## BEGIN
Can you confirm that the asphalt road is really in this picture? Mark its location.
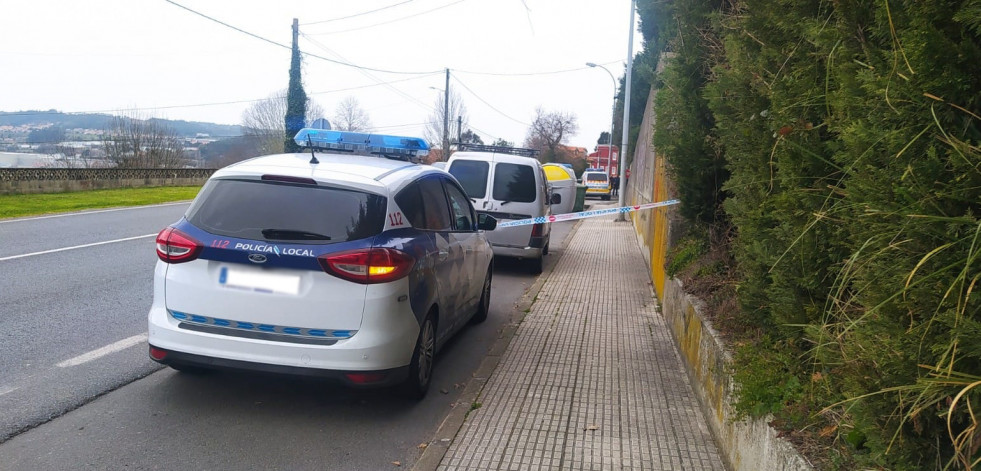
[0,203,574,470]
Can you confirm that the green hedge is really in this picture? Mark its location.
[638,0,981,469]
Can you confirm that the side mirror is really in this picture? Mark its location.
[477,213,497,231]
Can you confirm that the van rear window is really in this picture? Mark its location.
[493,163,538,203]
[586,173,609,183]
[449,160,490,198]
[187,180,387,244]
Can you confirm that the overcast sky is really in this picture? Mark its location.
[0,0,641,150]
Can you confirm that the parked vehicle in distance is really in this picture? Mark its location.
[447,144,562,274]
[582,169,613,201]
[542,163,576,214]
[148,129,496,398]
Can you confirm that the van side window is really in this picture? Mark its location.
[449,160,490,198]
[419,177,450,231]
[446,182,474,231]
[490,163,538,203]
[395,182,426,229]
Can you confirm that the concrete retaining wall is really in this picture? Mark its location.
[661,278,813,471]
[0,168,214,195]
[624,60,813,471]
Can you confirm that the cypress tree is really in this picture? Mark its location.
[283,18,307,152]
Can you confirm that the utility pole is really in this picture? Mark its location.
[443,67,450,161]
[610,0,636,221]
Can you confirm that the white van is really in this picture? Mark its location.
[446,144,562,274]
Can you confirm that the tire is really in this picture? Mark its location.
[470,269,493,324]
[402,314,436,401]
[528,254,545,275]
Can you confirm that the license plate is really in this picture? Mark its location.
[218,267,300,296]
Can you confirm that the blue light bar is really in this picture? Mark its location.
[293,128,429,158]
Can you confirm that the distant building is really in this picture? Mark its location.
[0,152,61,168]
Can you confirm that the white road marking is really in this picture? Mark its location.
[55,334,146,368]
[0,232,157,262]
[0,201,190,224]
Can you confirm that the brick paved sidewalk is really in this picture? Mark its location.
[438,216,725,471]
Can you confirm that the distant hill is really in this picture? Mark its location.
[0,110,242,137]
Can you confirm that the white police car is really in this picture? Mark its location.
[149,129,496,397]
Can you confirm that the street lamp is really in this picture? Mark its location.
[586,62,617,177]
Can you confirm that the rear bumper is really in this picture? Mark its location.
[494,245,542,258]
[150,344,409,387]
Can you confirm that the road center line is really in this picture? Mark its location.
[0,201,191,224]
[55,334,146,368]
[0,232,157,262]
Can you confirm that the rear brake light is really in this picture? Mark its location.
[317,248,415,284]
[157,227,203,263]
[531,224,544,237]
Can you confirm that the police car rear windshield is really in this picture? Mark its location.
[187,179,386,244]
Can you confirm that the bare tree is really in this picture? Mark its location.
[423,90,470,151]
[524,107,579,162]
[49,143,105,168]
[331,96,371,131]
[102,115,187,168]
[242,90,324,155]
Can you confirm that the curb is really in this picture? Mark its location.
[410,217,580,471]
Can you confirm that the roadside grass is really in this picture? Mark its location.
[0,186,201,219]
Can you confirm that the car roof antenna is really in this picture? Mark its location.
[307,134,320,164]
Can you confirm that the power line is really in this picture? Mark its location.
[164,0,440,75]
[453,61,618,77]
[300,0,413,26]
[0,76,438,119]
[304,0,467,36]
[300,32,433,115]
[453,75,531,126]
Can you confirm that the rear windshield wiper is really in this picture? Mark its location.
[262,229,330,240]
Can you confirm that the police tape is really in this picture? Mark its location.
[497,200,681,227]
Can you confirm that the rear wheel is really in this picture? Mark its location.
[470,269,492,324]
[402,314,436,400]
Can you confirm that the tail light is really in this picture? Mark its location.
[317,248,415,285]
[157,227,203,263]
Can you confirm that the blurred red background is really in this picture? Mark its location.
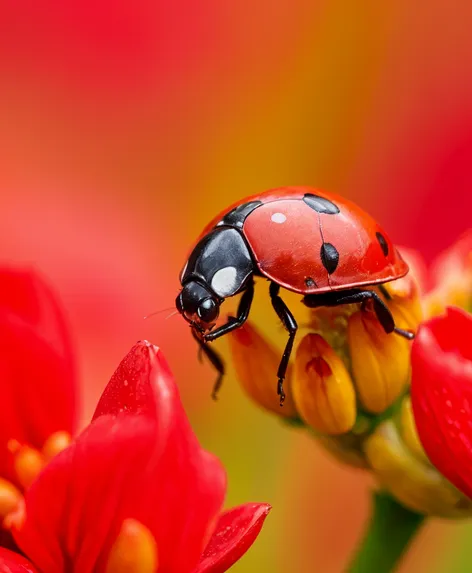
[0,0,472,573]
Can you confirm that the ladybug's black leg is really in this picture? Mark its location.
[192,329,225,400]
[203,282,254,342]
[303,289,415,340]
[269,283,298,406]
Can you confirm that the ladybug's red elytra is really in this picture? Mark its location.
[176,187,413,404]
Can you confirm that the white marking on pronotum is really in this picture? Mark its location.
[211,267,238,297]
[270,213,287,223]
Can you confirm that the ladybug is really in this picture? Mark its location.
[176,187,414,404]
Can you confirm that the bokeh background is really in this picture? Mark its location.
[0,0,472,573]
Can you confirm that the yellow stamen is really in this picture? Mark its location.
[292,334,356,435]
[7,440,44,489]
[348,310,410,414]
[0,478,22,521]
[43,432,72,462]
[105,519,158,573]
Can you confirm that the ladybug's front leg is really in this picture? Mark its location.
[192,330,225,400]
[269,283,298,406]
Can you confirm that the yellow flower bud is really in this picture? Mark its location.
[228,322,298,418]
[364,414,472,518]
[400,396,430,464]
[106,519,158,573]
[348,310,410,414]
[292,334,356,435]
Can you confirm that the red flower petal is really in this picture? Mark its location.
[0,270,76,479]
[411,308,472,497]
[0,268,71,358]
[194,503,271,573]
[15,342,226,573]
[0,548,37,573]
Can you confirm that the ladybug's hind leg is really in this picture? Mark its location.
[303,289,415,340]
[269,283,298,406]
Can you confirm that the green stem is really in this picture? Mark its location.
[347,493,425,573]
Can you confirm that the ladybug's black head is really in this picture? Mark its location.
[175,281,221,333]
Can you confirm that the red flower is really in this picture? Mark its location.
## END
**Task description**
Convert all of the material above into a Markdown table with a Row column for the row number and a Text column for the line itself, leaving out blank lines. Do not include the pictures in the table.

**Result of this exercise**
| Row | Text |
|---|---|
| 1 | Can you confirm that the asphalt road is really in this picture? Mark its location. |
| 2 | [0,203,574,470] |
| 3 | Can you confirm that the green hedge is really in this picture? Mark its location. |
| 4 | [638,0,981,469] |
| 5 | Can you confirm that the side mirror is really in this picture? Mark its location. |
| 6 | [477,213,497,231] |
| 7 | Can you confirm that the van rear window is really in this picture? Mark its location. |
| 8 | [493,163,538,203] |
| 9 | [586,173,609,183] |
| 10 | [449,160,490,198] |
| 11 | [187,180,387,244] |
| 12 | Can you confirm that the overcast sky is really in this picture? Mark its location. |
| 13 | [0,0,641,150] |
| 14 | Can you confirm that the parked vehicle in distance is really in this picture? Mark its location. |
| 15 | [447,144,562,274] |
| 16 | [582,169,613,201] |
| 17 | [542,163,576,214] |
| 18 | [148,129,496,398] |
| 19 | Can you confirm that the van side window is really in this picture? Mark its location. |
| 20 | [449,160,490,198] |
| 21 | [419,177,450,231] |
| 22 | [446,182,474,231] |
| 23 | [490,163,538,203] |
| 24 | [395,182,426,229] |
| 25 | Can you confirm that the concrete retaining wall is really in this picture? Mark its location. |
| 26 | [661,278,813,471] |
| 27 | [0,168,214,195] |
| 28 | [624,60,813,471] |
| 29 | Can you confirm that the cypress tree is really in this picture? Mark its location. |
| 30 | [283,18,307,152] |
| 31 | Can you confirm that the utility pole is really in this picture? Mark its location. |
| 32 | [443,67,450,161] |
| 33 | [610,0,636,221] |
| 34 | Can you confirm that the white van is really in this picture? Mark its location. |
| 35 | [446,144,562,274] |
| 36 | Can you confirm that the tire is really in this picture? Mark its location. |
| 37 | [470,269,493,324] |
| 38 | [402,314,436,401] |
| 39 | [528,254,545,275] |
| 40 | Can you confirm that the license plate is really in this picture? Mark its location. |
| 41 | [218,267,300,296] |
| 42 | Can you confirm that the blue light bar is really in this picture? Mark its location. |
| 43 | [293,128,429,158] |
| 44 | Can you confirm that the distant building is really in this picture? Mark its location. |
| 45 | [0,152,61,168] |
| 46 | Can you confirm that the white road marking is really in this picture? Mark its location. |
| 47 | [55,334,146,368] |
| 48 | [0,232,157,262] |
| 49 | [0,201,190,224] |
| 50 | Can you confirm that the brick paved sidewalk is really in this picture? Mark its location. |
| 51 | [438,216,725,471] |
| 52 | Can you confirm that the distant hill is really in this picture? Mark its location. |
| 53 | [0,110,242,137] |
| 54 | Can you confirm that the white police car is really in this picture? Mark its location. |
| 55 | [149,129,496,397] |
| 56 | Can you confirm that the street lamp is really in this picture? Mark its location. |
| 57 | [586,62,617,177] |
| 58 | Can you confirm that the rear bumper is really in this picture? Mark its location. |
| 59 | [494,245,542,258] |
| 60 | [150,344,409,387] |
| 61 | Can you confirm that the road center line is really in this picture? Mark its location. |
| 62 | [0,201,191,224] |
| 63 | [55,334,146,368] |
| 64 | [0,232,157,262] |
| 65 | Can you confirm that the rear brake light is really in this picture? Mark its location. |
| 66 | [317,248,415,284] |
| 67 | [157,227,203,263] |
| 68 | [531,224,544,237] |
| 69 | Can you confirm that the police car rear windshield is really in this picture? Mark its location. |
| 70 | [187,179,386,244] |
| 71 | Can you confirm that the bare tree is really in this picture? Mark its location. |
| 72 | [423,90,470,151] |
| 73 | [524,107,579,162] |
| 74 | [49,143,105,168] |
| 75 | [331,96,371,131] |
| 76 | [102,115,187,168] |
| 77 | [242,90,324,155] |
| 78 | Can you confirm that the curb is really in this picture? Mark its location. |
| 79 | [410,217,580,471] |
| 80 | Can you confirm that the roadside grass is really in this picture? Mark its location. |
| 81 | [0,186,201,219] |
| 82 | Can you confirm that the car roof antenna is really in this picture? Mark its location. |
| 83 | [307,134,320,164] |
| 84 | Can you confirm that the power line is really in this picture? Mark its location. |
| 85 | [164,0,440,75] |
| 86 | [453,61,618,77] |
| 87 | [300,0,413,26] |
| 88 | [0,76,438,119] |
| 89 | [304,0,467,36] |
| 90 | [300,32,433,115] |
| 91 | [453,75,531,126] |
| 92 | Can you confirm that the rear windshield wiper is really in this picture? Mark its location. |
| 93 | [262,229,330,240] |
| 94 | Can you confirm that the police tape is really in this picture? Mark its location. |
| 95 | [497,200,681,227] |
| 96 | Can you confirm that the rear wheel is really in this picture? Mark its location. |
| 97 | [470,269,492,324] |
| 98 | [402,314,436,400] |
| 99 | Can you confirm that the tail light is really in this picture? Mark its location. |
| 100 | [317,248,415,285] |
| 101 | [157,227,203,263] |
| 102 | Can you confirm that the blurred red background is really in this picture? Mark its location. |
| 103 | [0,0,472,573] |
| 104 | Can you confirm that the ladybug's black leg is really in this picture? Mark its location. |
| 105 | [192,329,225,400] |
| 106 | [203,282,254,342] |
| 107 | [303,289,415,340] |
| 108 | [269,283,298,406] |
| 109 | Can you confirm that the ladybug's red elytra is really in this picture? Mark its location. |
| 110 | [176,187,413,404] |
| 111 | Can you confirm that the white marking on pronotum is really in this picture? Mark its location. |
| 112 | [211,267,238,297] |
| 113 | [270,213,287,223] |
| 114 | Can you confirm that the ladybug is really in this picture? Mark its location. |
| 115 | [176,187,414,404] |
| 116 | Can you confirm that the bokeh background is really in this picture? Mark its location. |
| 117 | [0,0,472,573] |
| 118 | Can you confirm that the yellow stamen is really in this picture? Mark its location. |
| 119 | [292,334,356,435] |
| 120 | [7,440,44,489] |
| 121 | [348,310,410,414] |
| 122 | [0,478,22,521] |
| 123 | [43,432,72,462] |
| 124 | [105,519,158,573] |
| 125 | Can you confirm that the ladybug's front leg is really in this picture? Mark its location. |
| 126 | [192,330,225,400] |
| 127 | [269,283,298,406] |
| 128 | Can you confirm that the yellow flower bud is really in this picture? Mark its location. |
| 129 | [228,322,298,418] |
| 130 | [364,414,472,518] |
| 131 | [400,396,430,464] |
| 132 | [106,519,158,573] |
| 133 | [348,310,410,414] |
| 134 | [292,334,356,435] |
| 135 | Can you confirm that the red flower petal is really in this picture? Mark its location. |
| 136 | [0,270,76,479] |
| 137 | [411,308,472,497] |
| 138 | [0,268,71,358] |
| 139 | [194,503,271,573] |
| 140 | [15,342,226,573] |
| 141 | [0,548,37,573] |
| 142 | Can you confirm that the ladybug's hind leg is really in this picture? Mark its location. |
| 143 | [303,289,415,340] |
| 144 | [269,283,298,406] |
| 145 | Can you confirm that the green stem is really in this picture? Mark its location. |
| 146 | [347,493,425,573] |
| 147 | Can you confirm that the ladybug's black head is really in this picture? Mark its location. |
| 148 | [175,281,221,333] |
| 149 | Can you confirm that the red flower is really in this picture? Mark its location. |